### [The data]
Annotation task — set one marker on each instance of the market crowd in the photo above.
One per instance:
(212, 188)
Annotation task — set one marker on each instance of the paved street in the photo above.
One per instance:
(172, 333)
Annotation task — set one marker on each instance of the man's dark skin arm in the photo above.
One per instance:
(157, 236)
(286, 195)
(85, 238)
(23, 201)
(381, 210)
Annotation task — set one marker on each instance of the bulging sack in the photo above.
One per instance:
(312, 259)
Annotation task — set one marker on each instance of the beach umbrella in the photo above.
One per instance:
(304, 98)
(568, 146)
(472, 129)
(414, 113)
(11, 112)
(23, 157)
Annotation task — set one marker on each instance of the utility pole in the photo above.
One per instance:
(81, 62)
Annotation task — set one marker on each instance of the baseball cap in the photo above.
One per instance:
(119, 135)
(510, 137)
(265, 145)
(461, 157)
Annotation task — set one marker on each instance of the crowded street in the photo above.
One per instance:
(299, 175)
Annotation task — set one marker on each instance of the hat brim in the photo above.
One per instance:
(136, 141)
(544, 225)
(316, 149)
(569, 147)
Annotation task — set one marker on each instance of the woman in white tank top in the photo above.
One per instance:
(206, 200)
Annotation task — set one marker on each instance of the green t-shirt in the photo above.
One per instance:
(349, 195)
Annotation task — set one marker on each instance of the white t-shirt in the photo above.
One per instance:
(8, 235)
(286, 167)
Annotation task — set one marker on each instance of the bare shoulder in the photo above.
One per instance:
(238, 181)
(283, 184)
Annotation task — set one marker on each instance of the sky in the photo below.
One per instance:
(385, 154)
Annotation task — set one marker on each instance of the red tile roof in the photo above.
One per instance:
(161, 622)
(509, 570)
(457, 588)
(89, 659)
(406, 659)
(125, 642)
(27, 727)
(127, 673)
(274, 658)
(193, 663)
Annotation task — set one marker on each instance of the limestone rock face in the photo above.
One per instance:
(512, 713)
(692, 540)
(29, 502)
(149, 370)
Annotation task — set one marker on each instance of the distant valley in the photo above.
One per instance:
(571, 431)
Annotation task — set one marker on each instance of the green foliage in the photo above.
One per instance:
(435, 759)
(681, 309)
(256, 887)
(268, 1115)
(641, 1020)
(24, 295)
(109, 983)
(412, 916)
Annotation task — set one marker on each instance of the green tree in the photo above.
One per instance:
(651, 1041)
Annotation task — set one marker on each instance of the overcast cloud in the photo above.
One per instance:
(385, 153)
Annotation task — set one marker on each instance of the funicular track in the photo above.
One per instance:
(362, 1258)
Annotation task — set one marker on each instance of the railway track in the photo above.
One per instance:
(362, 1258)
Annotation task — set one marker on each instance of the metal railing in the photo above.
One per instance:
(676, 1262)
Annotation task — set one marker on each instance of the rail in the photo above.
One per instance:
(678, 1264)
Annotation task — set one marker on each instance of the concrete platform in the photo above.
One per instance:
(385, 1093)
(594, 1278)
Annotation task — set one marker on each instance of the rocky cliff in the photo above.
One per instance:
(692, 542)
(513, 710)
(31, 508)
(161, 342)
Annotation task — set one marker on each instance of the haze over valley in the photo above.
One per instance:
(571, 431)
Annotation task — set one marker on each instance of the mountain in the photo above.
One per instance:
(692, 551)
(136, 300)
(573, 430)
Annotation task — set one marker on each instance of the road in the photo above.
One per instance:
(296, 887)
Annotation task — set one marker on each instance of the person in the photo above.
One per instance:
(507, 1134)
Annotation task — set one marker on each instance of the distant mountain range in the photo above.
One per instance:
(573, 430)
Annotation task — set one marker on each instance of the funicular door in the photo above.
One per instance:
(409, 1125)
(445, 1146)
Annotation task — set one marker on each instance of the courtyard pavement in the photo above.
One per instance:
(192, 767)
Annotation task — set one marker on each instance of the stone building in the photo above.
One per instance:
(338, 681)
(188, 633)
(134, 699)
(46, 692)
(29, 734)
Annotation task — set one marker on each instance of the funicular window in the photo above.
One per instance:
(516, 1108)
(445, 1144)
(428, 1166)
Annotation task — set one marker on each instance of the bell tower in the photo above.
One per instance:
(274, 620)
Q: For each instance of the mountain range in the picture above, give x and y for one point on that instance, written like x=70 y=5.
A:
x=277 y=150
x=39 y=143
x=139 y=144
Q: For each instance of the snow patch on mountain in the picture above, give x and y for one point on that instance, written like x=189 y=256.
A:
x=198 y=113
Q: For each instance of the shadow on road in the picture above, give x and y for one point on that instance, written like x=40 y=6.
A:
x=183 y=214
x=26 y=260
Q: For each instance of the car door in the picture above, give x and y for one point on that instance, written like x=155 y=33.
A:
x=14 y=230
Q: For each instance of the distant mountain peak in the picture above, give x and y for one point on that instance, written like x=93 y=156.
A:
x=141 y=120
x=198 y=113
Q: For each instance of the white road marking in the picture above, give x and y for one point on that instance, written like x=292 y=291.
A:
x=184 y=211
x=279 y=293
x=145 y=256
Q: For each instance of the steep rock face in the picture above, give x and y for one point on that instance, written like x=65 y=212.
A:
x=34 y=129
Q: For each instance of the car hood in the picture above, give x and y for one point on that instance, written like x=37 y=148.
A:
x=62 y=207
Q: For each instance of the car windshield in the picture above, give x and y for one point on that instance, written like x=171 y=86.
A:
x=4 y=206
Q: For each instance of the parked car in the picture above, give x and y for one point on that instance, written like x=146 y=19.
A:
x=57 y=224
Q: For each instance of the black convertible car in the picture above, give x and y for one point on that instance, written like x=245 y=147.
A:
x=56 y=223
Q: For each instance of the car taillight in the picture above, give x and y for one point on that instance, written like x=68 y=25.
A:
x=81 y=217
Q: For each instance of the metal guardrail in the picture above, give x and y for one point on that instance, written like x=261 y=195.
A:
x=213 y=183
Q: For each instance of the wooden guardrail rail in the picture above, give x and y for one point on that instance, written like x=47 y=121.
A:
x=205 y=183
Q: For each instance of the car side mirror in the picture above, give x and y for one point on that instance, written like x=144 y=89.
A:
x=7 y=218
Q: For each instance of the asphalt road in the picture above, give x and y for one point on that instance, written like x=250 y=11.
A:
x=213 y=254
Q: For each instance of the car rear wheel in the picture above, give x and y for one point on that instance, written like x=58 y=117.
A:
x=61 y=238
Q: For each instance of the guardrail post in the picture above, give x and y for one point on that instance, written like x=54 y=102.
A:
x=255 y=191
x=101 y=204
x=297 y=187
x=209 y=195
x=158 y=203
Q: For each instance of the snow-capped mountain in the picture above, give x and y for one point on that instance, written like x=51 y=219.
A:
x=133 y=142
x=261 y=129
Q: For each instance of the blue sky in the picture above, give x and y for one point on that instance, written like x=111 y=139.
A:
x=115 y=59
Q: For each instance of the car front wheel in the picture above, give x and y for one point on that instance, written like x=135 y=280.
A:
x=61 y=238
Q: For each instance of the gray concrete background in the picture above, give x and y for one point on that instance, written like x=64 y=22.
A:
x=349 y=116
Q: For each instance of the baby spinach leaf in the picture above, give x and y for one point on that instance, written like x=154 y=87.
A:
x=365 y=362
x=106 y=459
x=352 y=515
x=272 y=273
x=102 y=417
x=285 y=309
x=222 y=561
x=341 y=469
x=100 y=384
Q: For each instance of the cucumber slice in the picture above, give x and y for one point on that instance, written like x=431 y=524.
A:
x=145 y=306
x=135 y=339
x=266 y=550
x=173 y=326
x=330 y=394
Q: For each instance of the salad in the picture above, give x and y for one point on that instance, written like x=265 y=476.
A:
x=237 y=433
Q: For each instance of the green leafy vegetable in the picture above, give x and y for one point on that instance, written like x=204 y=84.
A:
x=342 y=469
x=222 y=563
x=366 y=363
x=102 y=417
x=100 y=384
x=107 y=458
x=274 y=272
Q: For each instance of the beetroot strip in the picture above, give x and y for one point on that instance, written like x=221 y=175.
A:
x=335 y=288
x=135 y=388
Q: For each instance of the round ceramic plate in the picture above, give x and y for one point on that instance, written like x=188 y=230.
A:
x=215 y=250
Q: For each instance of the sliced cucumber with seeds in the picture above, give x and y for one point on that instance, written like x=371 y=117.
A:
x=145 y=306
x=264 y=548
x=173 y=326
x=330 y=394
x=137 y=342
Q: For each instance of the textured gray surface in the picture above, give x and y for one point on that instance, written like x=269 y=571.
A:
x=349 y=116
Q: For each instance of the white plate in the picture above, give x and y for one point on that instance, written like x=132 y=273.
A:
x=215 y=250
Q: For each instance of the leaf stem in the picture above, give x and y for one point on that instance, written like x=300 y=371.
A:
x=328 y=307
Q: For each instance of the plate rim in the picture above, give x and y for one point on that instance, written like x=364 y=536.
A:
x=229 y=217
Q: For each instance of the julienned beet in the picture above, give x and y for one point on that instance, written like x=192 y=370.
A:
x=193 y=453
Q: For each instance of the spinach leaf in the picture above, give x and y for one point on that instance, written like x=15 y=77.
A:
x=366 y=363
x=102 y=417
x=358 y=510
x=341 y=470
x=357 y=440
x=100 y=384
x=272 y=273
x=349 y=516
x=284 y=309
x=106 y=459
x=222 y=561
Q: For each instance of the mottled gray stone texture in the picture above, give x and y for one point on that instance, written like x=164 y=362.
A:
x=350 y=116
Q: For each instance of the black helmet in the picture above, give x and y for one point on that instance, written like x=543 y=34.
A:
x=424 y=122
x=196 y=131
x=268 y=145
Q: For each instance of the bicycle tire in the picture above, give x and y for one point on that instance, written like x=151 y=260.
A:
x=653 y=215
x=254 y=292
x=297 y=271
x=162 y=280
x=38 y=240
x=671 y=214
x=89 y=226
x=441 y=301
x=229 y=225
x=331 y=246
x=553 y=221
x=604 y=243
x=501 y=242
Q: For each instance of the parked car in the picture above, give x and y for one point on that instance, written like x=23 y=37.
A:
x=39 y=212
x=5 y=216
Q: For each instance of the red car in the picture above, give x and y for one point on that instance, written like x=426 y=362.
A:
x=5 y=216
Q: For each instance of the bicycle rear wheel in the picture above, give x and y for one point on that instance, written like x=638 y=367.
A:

### [What this task involves]
Show each line of the material that includes the string "concrete" by copying it.

### [Result]
Annotation task — set one marker on each instance of the concrete platform in the photo above.
Q: For each instance of the gray concrete background in the picture above, give x and y for one point on that instance, written like x=64 y=22.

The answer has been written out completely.